Problem details:
Rewrite every entry with "farthest from its outline" swapped for "most distant from its boundary", keeping everything else the same. Leave the pictures out of your answer.

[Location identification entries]
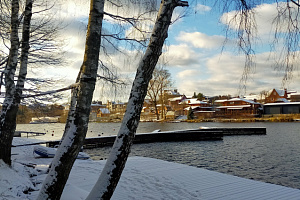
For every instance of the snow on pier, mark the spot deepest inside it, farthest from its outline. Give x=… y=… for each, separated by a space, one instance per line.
x=143 y=178
x=148 y=178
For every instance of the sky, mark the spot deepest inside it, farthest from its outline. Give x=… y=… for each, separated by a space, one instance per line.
x=195 y=52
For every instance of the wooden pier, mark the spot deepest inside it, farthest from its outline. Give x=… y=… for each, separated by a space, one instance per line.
x=201 y=134
x=28 y=133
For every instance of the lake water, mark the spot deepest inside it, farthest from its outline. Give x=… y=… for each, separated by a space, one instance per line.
x=272 y=158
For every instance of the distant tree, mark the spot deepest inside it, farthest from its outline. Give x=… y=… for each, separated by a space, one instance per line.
x=194 y=96
x=190 y=114
x=161 y=80
x=200 y=96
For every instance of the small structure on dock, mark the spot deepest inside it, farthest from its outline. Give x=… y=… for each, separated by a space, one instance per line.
x=201 y=134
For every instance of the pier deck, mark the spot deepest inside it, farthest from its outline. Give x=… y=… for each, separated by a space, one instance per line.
x=148 y=178
x=202 y=134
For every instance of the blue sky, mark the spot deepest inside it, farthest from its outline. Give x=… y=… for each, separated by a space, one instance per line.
x=194 y=53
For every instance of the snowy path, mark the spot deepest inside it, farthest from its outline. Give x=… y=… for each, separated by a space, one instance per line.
x=152 y=179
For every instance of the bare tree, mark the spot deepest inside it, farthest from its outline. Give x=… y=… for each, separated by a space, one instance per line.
x=161 y=80
x=77 y=124
x=111 y=173
x=13 y=92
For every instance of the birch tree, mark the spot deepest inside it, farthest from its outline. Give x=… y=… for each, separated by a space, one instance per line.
x=114 y=166
x=77 y=124
x=14 y=91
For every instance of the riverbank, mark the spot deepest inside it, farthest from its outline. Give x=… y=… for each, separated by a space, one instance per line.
x=143 y=178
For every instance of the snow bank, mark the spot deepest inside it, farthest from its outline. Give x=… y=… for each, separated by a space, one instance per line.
x=14 y=181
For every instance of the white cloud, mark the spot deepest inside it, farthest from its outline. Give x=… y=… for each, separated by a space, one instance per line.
x=180 y=55
x=224 y=73
x=202 y=8
x=187 y=73
x=201 y=40
x=264 y=15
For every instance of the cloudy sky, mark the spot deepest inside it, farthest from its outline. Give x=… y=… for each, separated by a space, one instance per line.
x=196 y=53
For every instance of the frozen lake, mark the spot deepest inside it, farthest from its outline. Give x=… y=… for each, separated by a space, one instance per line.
x=272 y=158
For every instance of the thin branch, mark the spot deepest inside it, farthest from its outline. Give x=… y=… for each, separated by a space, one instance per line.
x=52 y=91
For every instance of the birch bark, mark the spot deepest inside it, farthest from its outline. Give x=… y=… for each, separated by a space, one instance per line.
x=13 y=93
x=77 y=123
x=112 y=171
x=6 y=134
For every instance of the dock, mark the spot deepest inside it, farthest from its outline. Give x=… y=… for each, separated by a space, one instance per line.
x=28 y=133
x=148 y=178
x=201 y=134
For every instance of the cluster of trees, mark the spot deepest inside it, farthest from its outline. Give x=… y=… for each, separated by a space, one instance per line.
x=18 y=23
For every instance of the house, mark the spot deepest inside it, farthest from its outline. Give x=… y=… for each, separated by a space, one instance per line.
x=294 y=97
x=237 y=107
x=103 y=113
x=175 y=104
x=116 y=107
x=276 y=96
x=94 y=110
x=196 y=105
x=282 y=108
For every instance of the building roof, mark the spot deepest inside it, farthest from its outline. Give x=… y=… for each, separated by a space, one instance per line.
x=104 y=110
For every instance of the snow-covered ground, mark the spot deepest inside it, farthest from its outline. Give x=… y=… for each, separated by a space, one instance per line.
x=143 y=178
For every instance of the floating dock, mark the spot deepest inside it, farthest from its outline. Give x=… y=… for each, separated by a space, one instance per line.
x=148 y=178
x=28 y=133
x=201 y=134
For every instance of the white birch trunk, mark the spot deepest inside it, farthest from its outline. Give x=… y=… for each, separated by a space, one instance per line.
x=6 y=135
x=77 y=123
x=111 y=173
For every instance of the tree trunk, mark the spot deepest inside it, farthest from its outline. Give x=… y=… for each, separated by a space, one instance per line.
x=7 y=120
x=77 y=123
x=112 y=171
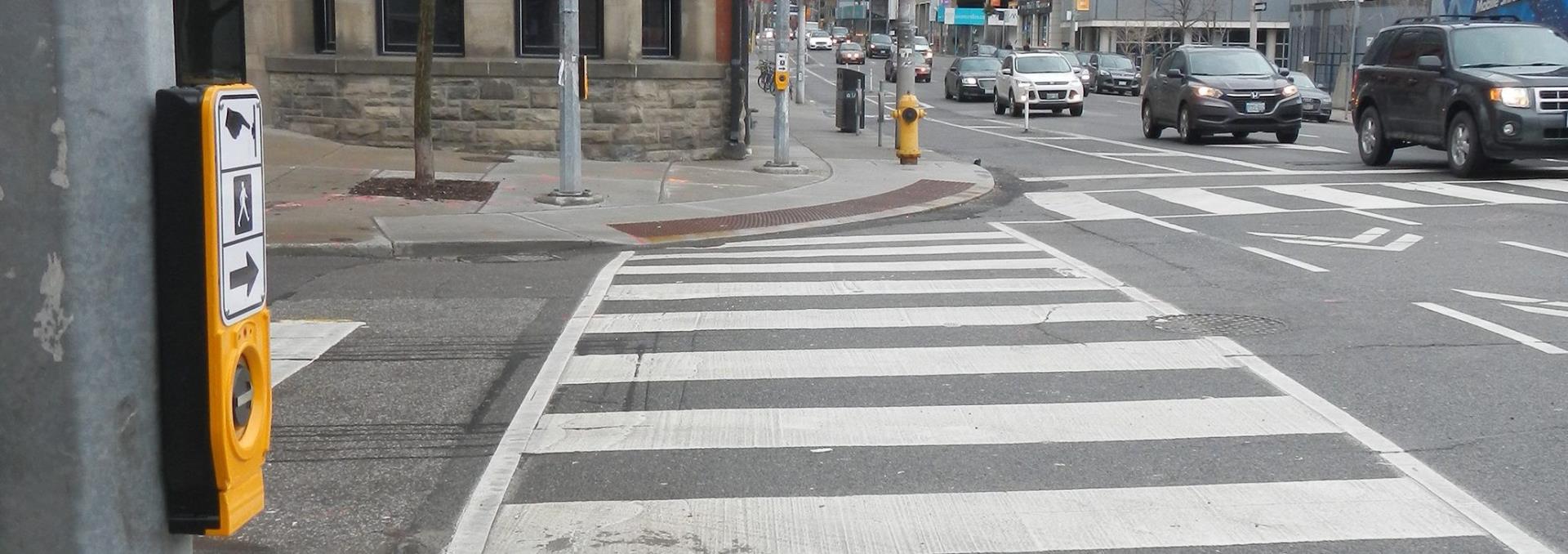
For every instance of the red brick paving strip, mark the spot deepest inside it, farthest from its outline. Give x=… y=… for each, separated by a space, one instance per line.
x=918 y=192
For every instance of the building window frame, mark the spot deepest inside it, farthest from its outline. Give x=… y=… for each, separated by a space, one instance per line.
x=385 y=46
x=325 y=25
x=671 y=30
x=590 y=46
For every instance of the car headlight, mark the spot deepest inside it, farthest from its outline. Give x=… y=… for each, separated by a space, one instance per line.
x=1512 y=96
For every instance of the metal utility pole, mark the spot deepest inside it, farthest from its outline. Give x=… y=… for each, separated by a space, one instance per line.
x=782 y=162
x=78 y=440
x=569 y=190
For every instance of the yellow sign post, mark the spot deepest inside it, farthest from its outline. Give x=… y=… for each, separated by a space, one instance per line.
x=216 y=364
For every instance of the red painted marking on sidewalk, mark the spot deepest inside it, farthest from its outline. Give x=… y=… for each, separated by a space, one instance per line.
x=918 y=192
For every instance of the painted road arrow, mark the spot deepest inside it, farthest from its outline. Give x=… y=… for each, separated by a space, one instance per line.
x=245 y=275
x=1360 y=242
x=1523 y=303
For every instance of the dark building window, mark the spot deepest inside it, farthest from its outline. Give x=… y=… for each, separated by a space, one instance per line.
x=325 y=25
x=540 y=25
x=400 y=27
x=662 y=29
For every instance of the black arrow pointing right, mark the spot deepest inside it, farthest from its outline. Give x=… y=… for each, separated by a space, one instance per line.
x=245 y=275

Solution for this task:
For every instance of the snow on pier, mark the spot deepest inside it, most distant from its boundary. Give x=… y=… for each, separated by a space, one instance per line.
x=143 y=178
x=148 y=178
For every instance of the sky, mark the spot deepest inside it, most distant from its boundary. Give x=… y=… for each, separated by a space, one instance per line.
x=195 y=52
For every instance of the wooden pier, mark the spot deepest inside it, most distant from its boundary. Give x=… y=… for each, separated by a space, one instance per line.
x=201 y=134
x=28 y=133
For every instance of the lake water, mark the spot deepest inside it, most distant from its boundary. Give x=… y=… for each, separated by a space, one instance per line.
x=272 y=158
For every instance of the distant tree, mark the spot deepest inside it, most distant from its boundary. Give x=… y=… for each, separated by a space, one instance per line.
x=194 y=96
x=190 y=114
x=161 y=80
x=200 y=96
For every instance of the small structure on dock, mark the spot deepest inside it, most distant from its boundary. Give x=… y=… for each, separated by a space, one instance per line.
x=201 y=134
For every instance of the pier deck, mark the spot deepest inside it, most distant from its boundary. Give x=… y=… for each, separated by a space, one instance per line.
x=148 y=178
x=202 y=134
For every instance of the blue sky, mark the spot deepest inside it, most distant from its boundary. Give x=… y=… for each, separated by a space, one instance per line.
x=194 y=53
For every instance of the snowy path, mark the spot deepest inside it, most distant from its boundary. Give x=… y=… for each, separated by a space, one instance per line.
x=152 y=179
For every instance of the bare tree, mark the spot deepest inside it, most distant from its boundary. Give x=… y=… for each, separated by a space, one instance per line.
x=161 y=80
x=77 y=124
x=111 y=173
x=13 y=92
For every instance of the birch tree, mark the spot deepest inside it, most distant from its boundary. Give x=… y=… for each, separated by a space, one instance per line.
x=114 y=166
x=77 y=124
x=14 y=91
For every instance of the riverbank, mark the spot deepest inside it, most distant from its boundary. Give x=… y=… for each, separated by a space, one instance per line.
x=143 y=178
For every instance of the snow bank, mark the spot deepest inside it, most distant from its boundary. Give x=… y=… for each, separated by a space, one instance per line.
x=14 y=181
For every instance of the white cloud, mark the spot deepest inside it, most distant from its boundary. Give x=… y=… for each, separated by a space, one instance per line.
x=180 y=55
x=224 y=73
x=202 y=8
x=187 y=73
x=201 y=40
x=264 y=15
For every instance of the cloudy sky, mark the spot deepest inside it, most distant from its boundary. Give x=… y=… for each, separated by a space, one instance per line.
x=196 y=53
For every instance of the frozen lake, mark the spot deepest inside it, most distant from its boundary. Give x=… y=… for each, separated by a space, one instance per line.
x=272 y=158
For every instance of the thin branch, mark the spot deepest inside it, most distant from its boundary. Give x=… y=… for each, separated by a space, one instance per line.
x=52 y=91
For every instance of the birch bark, mark the spot deepest inside it, most distant from its boundary. Give x=… y=… for each, separated by a space, one instance per line.
x=13 y=93
x=77 y=123
x=112 y=171
x=6 y=134
For every instance of the dock, mark the spot deepest inside it, most distant from its boundary. Give x=… y=… for each, separated by a space, one instance per line.
x=28 y=133
x=148 y=178
x=201 y=134
For every instance of the cluster of trees, mark the spot deepest inside it, most distant from its boundary. Give x=… y=… for each, separated by a space, one instance per line.
x=18 y=23
For every instance of the house, mark the spot deepest inside it, most distant from its boundary. Give x=… y=… for each, separated by a space, one instance per line.
x=294 y=97
x=237 y=107
x=103 y=113
x=175 y=104
x=116 y=107
x=276 y=96
x=94 y=110
x=196 y=105
x=282 y=108
For every instance of the building roof, mark the spot deepest inside it, most distant from its boundary. Give x=… y=… for each, separated by a space, one instance per line.
x=104 y=110
For every instance of the snow-covered ground, mark the spot deepest inside it, most distant from its boundary. Give x=… y=… for each, separated by a space, one instance per line.
x=143 y=178
For every instance of the floating dock, mark the spot deepest inside it, most distant from its boundary. Give x=… y=… for each, separated by a space, one instance per line.
x=148 y=178
x=28 y=133
x=201 y=134
For every instance of the white birch trunk, mark the spot deepest inside it, most distant from its boundary. Give x=… y=… for each, separated by a space, one instance per line.
x=6 y=135
x=77 y=123
x=111 y=173
For every instance of the tree trunk, mark the spot deepest inside it, most distant from its boundary. Give x=… y=… for each, separated by a space, one instance per line.
x=7 y=120
x=77 y=123
x=112 y=171
For every instance of the red brick paving strip, mark the spot deepest inside it, most distant from its boundary. Give x=… y=… for each, separated by a space, one instance per line.
x=918 y=192
For every instance of the building window frame, mark the spot deepest inside it, most distant from its boundary. Give x=… y=… for each, separated by a space, one instance per line.
x=385 y=46
x=325 y=25
x=671 y=30
x=590 y=46
For every instance of the car headlight, mark the spot deepest inside it, most distant from its boundary. Give x=… y=… for each, separated by a space, one instance per line.
x=1512 y=96
For every instance of the metal utility pole, mark the spot deepest inside it, most distant from its boundary. Give x=… y=… for each, separated by a space, one instance per line.
x=782 y=162
x=78 y=440
x=569 y=190
For every instance of the yellow sign post, mark the spot deepest inside it, most distant from its boundary. Give x=… y=… for each, separated by a space, one instance per line.
x=216 y=364
For every instance of the red painted marking on sidewalk, mark the spot deepest inside it, most distant from its boundary. Give x=… y=… for each, separated by a space, one instance per line.
x=918 y=192
For every instance of the painted road arrow, mark the spot deepest inside it, most distant from its boundary. Give x=… y=… for each, separated by a space, one instance per line.
x=245 y=275
x=1360 y=242
x=1523 y=303
For every instance of the dark building window, mark the spot deepest inside it, most distant from its boundary. Give x=… y=… for each, separated by a space, one instance per line.
x=325 y=25
x=540 y=25
x=400 y=27
x=662 y=29
For every instance of the black arrow pointing right, mark the spot deepest inside it, most distant from its boundary. Give x=… y=… for each, separated by a space, one instance per line.
x=245 y=275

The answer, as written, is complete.